• Document passage:
——————

Background information
- Origin: Kirkintilloch, Dunbartonshire, Scotland
- Genres: Indie pop Acoustic Folk
- Years active: 2007–2011
- Labels: Universal Republic
- Members: Katie Sutherland Blair McMillan Gordon Turner Scott Clark Michael Abubakar
- Website: www.pearlandthepuppets.com

= Pearl and the Puppets =

Scottish indie pop band

Pearl and the Puppets was a band from Kirkintilloch, East Dunbartonshire in Scotland. The band comprised singer-songwriter Katie Sutherland (vocals/guitar), Blair McMillan (drums), Gordon Turner (guitar), Scott Clark (bass) and Michael Abubakar (keyboard).

Sutherland's voice has been described as being similar to that of Regina Spektor and Dolores O'Riordan.

==Musical career==
Pearl and the Puppets were signed to the Universal Republic record label and headlined the Solus Tent at the Wickerman Festival, in Scotland.

===Appearances===
On 5 June 2009, Pearl appeared on STV's The Hour promoting her upcoming gigs. Five days later, the band supported Elton John at Glasgow's SEC Centre.

——————

• Data for analysis:
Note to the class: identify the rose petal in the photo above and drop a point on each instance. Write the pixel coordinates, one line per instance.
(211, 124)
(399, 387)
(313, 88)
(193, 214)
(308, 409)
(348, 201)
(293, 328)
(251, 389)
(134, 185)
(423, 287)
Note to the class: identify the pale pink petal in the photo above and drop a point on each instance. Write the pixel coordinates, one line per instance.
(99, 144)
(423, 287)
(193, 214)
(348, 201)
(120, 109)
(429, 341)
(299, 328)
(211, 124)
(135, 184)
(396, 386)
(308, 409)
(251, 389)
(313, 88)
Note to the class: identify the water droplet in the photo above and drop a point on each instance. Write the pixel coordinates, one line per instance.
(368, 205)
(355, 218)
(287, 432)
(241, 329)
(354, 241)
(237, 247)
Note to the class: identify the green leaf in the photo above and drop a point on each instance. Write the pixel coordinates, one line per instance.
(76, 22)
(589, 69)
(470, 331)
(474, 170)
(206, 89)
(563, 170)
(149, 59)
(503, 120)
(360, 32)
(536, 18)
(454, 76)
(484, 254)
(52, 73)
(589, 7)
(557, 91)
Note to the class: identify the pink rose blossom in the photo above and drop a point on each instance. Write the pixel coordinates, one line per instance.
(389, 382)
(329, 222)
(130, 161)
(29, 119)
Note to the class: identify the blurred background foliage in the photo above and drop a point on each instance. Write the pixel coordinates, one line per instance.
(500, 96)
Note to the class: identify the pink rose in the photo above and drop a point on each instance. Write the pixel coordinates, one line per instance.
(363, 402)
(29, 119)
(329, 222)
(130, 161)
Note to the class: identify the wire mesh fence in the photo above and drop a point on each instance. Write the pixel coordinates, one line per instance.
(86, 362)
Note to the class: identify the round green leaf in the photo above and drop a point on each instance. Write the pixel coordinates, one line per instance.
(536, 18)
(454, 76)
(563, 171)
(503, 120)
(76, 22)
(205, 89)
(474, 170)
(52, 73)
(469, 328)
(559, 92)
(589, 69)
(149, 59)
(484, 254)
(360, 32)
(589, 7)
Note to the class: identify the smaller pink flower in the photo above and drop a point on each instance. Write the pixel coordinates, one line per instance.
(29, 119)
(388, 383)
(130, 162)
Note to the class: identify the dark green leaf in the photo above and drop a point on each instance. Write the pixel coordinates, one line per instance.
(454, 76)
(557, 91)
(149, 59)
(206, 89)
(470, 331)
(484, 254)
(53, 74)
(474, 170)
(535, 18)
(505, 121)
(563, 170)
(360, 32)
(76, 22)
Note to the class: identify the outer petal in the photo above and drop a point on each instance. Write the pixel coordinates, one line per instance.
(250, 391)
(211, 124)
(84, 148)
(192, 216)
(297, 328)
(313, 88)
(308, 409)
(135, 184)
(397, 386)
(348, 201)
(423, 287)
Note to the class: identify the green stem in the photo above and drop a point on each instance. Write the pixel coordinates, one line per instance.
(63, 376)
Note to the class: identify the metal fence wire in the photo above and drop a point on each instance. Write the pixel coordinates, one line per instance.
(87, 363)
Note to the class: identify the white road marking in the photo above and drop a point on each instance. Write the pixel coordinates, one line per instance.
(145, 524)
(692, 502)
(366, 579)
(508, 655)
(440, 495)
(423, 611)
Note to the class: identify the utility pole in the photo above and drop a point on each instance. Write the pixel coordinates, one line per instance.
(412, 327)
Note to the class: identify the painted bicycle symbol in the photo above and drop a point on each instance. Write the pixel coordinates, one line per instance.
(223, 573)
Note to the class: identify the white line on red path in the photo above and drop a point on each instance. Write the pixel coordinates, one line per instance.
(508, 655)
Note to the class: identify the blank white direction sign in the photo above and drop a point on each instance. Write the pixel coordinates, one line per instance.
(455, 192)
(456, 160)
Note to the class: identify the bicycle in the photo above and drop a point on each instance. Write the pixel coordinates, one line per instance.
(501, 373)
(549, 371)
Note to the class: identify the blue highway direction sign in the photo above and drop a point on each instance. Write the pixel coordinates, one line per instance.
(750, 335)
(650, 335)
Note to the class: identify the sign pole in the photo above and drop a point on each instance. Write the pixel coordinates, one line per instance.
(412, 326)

——————

• What is needed: Pick up the article on the band Pearl and the Puppets right after its final sentence and write the next part of it.

• Written reply:
On 31 December 2009, Pearl and the Puppets played on BBC One Scotland's Hogmanay Live and went on to perform on the main stage at RockNess in June 2010.

On 23 August 2010 they supported The Hoosiers at the HMV Picture House in Edinburgh.

They appeared at the SECC, Glasgow, on 19 November 2010 as part of the Children in Need appeal.

On 2 December 2011, Katie Sutherland announced that she will no longer release music under the Pearl & The Puppets name, but under her own name.

===Featured songs===
In 2008, the band's song "Because I Do" was featured on a Vodafone advertisement in Australia and New Zealand

Their song "Make Me Smile" was featured in a Victoria's Secret advertisement in the US and an Orange advertisement in Romania in March 2010.